▸ **ИЗВЛЕЧЁННЫЕ ДАННЫЕ**:
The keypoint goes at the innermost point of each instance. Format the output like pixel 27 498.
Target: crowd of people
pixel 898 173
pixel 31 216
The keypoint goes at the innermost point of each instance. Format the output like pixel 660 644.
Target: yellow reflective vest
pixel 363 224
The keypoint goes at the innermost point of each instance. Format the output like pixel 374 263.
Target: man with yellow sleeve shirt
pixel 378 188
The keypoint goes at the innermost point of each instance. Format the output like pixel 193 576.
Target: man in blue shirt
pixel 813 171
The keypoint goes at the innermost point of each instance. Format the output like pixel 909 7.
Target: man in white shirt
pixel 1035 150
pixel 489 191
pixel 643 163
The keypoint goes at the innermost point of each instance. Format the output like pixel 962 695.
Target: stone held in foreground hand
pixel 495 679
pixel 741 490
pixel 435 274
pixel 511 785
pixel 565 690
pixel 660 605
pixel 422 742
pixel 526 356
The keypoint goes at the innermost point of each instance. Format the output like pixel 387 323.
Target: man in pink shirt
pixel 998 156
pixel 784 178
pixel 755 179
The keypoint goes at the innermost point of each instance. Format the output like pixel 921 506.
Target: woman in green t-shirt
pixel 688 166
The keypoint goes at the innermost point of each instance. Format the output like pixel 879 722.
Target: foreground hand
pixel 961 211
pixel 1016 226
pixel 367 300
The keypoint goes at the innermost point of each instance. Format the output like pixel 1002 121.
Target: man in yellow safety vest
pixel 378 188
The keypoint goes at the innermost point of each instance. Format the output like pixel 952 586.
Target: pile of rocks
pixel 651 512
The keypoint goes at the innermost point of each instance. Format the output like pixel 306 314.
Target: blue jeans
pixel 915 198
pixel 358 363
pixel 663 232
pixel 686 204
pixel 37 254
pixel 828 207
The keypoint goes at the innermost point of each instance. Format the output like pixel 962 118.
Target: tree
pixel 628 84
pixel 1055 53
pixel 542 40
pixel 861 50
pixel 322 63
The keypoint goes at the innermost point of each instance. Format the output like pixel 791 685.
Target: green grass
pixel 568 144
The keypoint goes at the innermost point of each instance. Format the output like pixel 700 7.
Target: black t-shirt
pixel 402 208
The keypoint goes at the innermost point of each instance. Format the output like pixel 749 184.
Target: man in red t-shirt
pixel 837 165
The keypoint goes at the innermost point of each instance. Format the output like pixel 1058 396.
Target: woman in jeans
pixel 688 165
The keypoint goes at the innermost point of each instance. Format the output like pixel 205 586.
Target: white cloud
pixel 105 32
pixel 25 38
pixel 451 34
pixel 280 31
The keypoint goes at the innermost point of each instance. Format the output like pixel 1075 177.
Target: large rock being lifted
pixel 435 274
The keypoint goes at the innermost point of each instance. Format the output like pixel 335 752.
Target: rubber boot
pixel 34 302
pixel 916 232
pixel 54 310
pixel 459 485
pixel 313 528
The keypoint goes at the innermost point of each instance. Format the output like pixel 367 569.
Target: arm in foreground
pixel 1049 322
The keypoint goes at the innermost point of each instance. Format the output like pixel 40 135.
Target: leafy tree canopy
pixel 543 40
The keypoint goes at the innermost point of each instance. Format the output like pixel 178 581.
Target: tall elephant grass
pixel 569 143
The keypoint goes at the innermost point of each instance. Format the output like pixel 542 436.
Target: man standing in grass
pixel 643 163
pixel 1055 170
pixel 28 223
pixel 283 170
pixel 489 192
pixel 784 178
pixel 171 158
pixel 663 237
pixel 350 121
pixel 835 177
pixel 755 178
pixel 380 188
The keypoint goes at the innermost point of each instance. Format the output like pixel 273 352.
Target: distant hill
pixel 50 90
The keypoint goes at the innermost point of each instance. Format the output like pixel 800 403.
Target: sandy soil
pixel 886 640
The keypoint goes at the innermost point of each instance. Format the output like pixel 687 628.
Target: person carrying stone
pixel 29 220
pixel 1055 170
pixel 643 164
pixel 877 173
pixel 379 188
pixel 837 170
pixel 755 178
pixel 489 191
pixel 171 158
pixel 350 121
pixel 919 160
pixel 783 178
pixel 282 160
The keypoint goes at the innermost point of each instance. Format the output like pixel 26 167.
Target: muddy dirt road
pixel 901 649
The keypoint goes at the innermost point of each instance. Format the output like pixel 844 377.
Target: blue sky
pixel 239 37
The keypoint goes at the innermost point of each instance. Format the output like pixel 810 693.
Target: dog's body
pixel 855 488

--

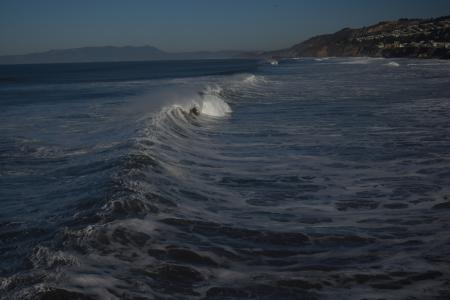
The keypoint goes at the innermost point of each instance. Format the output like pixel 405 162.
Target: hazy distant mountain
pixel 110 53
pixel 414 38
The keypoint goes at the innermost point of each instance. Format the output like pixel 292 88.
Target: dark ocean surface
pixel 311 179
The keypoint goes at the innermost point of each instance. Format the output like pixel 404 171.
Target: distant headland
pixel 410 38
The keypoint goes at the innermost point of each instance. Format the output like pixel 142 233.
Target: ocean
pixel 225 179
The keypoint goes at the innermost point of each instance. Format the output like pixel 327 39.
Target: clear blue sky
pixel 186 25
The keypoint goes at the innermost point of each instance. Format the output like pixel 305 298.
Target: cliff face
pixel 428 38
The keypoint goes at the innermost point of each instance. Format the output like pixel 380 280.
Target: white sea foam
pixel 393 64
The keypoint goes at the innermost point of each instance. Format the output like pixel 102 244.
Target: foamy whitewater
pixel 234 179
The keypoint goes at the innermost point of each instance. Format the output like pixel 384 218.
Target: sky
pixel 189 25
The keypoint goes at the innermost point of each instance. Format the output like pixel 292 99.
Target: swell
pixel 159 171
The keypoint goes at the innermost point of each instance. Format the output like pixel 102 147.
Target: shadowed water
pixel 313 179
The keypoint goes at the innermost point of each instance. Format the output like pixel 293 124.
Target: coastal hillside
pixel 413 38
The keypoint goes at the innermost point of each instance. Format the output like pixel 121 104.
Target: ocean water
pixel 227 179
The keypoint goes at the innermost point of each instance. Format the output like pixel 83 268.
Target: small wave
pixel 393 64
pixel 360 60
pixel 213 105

▸ **ВАШЕ ЗАДАНИЕ**: Начните со строки, содержащей «pixel 387 323.», и остановитесь после строки, содержащей «pixel 568 144», а затем представьте этот материал в виде CSV с двумя столбцами, prompt и response. В каждой записи должны быть текст и следующий за ним ответ, каждый в отдельном поле в кавычках, причем переносы строк внутри полей нужно заменить пробелами.

▸ **ОТВЕТ НА ЗАДАНИЕ**:
prompt,response
"The keypoint goes at the innermost point of each instance. Format the output like pixel 387 323. Target: man in pink shirt","pixel 998 156 pixel 784 178 pixel 755 179"
"The keypoint goes at the innermost point of each instance. Format the output like pixel 921 506. Target: woman in green t-shirt","pixel 688 166"
"The keypoint goes at the innermost point of each instance. Format the output like pixel 879 722. Target: foreground hand","pixel 961 211 pixel 1016 226 pixel 367 300"
"The keypoint goes at the innermost point of each instance. Format the output like pixel 1002 121. Target: man in yellow safety vest","pixel 378 188"
"The keypoint goes at the innermost point of each instance. Format the output like pixel 952 586. Target: pile of rocks","pixel 651 512"
"The keypoint goes at the innermost point of each instance. Format the output like pixel 306 314. Target: blue jeans","pixel 915 198 pixel 358 363 pixel 663 232 pixel 686 204 pixel 37 254 pixel 828 207"
"The keypoint goes at the innermost point of each instance. Format the output like pixel 962 118. Target: tree","pixel 628 84 pixel 1055 53 pixel 542 40 pixel 861 50 pixel 322 63"
"The keypoint goes at the innermost point of each instance. Format the output like pixel 791 685. Target: green grass","pixel 568 144"